- [Assignment 1]
In the ClearML settings passage, which queue mode is the default?
- [Assignment 2]
Reproduce the ClearML settings passage between "Per-Tenant Applications Settings" and "start on the server.", inclusive.
- [Assignment 3]
List every setting that the note in the ClearML settings passage names for supplying the Agent's output credentials.

───── Passage for review ─────

By combining configuration-defined groups, careful management of the default users group features, and organization-level settings, you can create a flexible and secure permission model tailored to your ClearML deployment. Remember to restart the relevant ClearML services after applying configuration changes.

Per-Tenant Applications Settings

You may want your users' applications in different tenants to have their own configuration and template on Kubernetes. The ClearML Enterprise Server and Agent support different queue modes:

  • global (default) - A single Apps Agent on the server. The application's controllers will start on the server.
  • per_tenant - Multiple Apps Agents, one per tenant (will need agentk8sglue.appsQueue.enabled=true on Agents). The application's controllers will start on the worker.

Configure the Server's clearml-values.override.yaml:

clearmlApplications:
  queueMode: "per_tenant"

Configure the Agent's clearml-agent-values.override.yaml:

agentk8sglue:
  appsQueue:
    enabled: true
    # -- Here you can define queueSettings and templateOverrides as for other queues.
    # queueSettings: 
    # templateOverrides: 

:::note This feature requires the Agent to be configured using an internal admin credentials as previously mentioned in the "Create an Admin User for the new tenant" section, making sure to pass "internal":"true" and using the output credentials for clearml.agentk8sglueKey and clearml.agentk8sglueSecret (or existingAgentk8sglueSecret). :::

Available Features

The following features can be assigned to groups via the features configuration variable:

Feature Name Description Notes
user_management Allows viewing company users and groups, and editing group memberships. Only effective if the group is assignable.

───── Supplied entries ─────

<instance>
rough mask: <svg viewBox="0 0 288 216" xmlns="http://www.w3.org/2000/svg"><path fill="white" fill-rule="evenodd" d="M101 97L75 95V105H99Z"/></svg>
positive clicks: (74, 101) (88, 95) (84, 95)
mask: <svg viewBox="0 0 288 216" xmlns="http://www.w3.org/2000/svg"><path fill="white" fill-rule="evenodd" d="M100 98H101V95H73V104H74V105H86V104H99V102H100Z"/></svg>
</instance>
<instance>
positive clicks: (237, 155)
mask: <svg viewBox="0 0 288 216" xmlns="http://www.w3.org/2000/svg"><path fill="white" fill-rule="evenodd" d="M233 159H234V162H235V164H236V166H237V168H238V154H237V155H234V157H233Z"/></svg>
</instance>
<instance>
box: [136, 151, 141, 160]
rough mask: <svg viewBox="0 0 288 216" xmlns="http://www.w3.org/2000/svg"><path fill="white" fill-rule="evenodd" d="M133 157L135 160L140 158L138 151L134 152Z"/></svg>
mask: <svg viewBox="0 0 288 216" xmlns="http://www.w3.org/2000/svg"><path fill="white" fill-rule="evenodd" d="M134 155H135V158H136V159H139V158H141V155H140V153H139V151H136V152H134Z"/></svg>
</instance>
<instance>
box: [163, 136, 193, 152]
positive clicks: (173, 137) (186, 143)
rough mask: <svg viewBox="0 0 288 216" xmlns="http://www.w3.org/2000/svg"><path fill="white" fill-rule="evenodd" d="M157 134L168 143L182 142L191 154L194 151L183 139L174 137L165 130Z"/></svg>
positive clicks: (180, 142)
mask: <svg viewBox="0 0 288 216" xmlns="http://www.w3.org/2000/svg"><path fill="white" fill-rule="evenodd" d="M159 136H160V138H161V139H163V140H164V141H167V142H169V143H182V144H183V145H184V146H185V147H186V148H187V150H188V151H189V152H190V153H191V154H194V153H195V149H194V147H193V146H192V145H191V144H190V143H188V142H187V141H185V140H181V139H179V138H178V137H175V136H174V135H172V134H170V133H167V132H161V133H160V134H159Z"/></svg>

─────
───── Supplied entries ─────

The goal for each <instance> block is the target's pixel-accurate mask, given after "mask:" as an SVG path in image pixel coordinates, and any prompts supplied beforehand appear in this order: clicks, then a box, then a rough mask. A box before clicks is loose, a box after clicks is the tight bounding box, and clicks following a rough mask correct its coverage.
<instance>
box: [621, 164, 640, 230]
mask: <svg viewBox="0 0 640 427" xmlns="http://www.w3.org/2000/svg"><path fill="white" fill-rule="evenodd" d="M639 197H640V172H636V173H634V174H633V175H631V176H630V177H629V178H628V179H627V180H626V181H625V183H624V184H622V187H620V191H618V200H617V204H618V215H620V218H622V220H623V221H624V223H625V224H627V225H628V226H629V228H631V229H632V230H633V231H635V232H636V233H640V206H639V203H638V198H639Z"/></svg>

─────
───── Supplied entries ─────

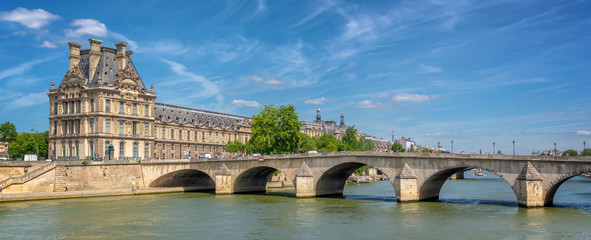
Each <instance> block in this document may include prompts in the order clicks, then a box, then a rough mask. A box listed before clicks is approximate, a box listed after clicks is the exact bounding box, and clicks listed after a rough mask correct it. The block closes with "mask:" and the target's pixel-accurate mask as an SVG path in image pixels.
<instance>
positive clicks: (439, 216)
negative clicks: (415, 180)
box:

─────

- [Task output 1]
global

- [Task output 2]
Per-Tenant Applications Settings

You may want your users' applications in different tenants to have their own configuration and template on Kubernetes. The ClearML Enterprise Server and Agent support different queue modes:

  • global (default) - A single Apps Agent on the server. The application's controllers will start on the server.

- [Task output 3]
clearml.agentk8sglueKey, clearml.agentk8sglueSecret, existingAgentk8sglueSecret